** start of Selected text **

+1 (non-binding)

First of all, thanks Rok for working on this 🙌 I raised the mentioned
issue on GitHub back in December 2022 and I still believe it would be a
good addition to the spec.

In Iceberg UUIDs are encoded using big endian. For example, the UUID:
f79c3e09-677c-4bbd-a479-3f349cb785e7 is encoded as a byte array: F7 9C 3E
09 67 7C 4B BD A4 79 3F 34 9C B7 85 E7. Avro supported UUIDs for a long
time as a logical type on top of a string, but now also using fixed[16]
<https://issues.apache.org/jira/browse/AVRO-3918> which is the way to go
<https://docs.google.com/document/d/16_oSWrEM7AFUCTe0uuraAEHxywezLfoEz5ahzwvhGUk/edit#heading=h.43xuauwfk7ow>
and
is also in line with the PR by Rok.

** end of Selected text **

▸ **Exercise task**
Answer these questions from the message on UUID encoding above:
1. In what month and year was the issue raised on GitHub?
2. What byte order does Iceberg use to encode UUIDs?
3. Apart from a logical type on top of a string, what type does Avro now use for UUIDs?

** start of Dataset **

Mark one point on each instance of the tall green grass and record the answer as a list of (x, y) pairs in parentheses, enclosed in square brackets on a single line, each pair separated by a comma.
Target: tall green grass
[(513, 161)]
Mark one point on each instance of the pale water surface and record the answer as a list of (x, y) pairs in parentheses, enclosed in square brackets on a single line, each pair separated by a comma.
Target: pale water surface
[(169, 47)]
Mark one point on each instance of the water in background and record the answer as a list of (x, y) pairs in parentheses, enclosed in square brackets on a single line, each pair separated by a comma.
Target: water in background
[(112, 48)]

** end of Dataset **
** start of Dataset **

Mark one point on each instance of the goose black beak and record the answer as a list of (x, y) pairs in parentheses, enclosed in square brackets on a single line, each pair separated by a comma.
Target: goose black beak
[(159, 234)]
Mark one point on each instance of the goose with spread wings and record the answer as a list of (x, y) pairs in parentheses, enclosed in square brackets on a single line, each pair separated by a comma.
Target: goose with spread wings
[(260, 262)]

** end of Dataset **

▸ **Solved problem**
1. December 2022
2. Big endian
3. fixed[16]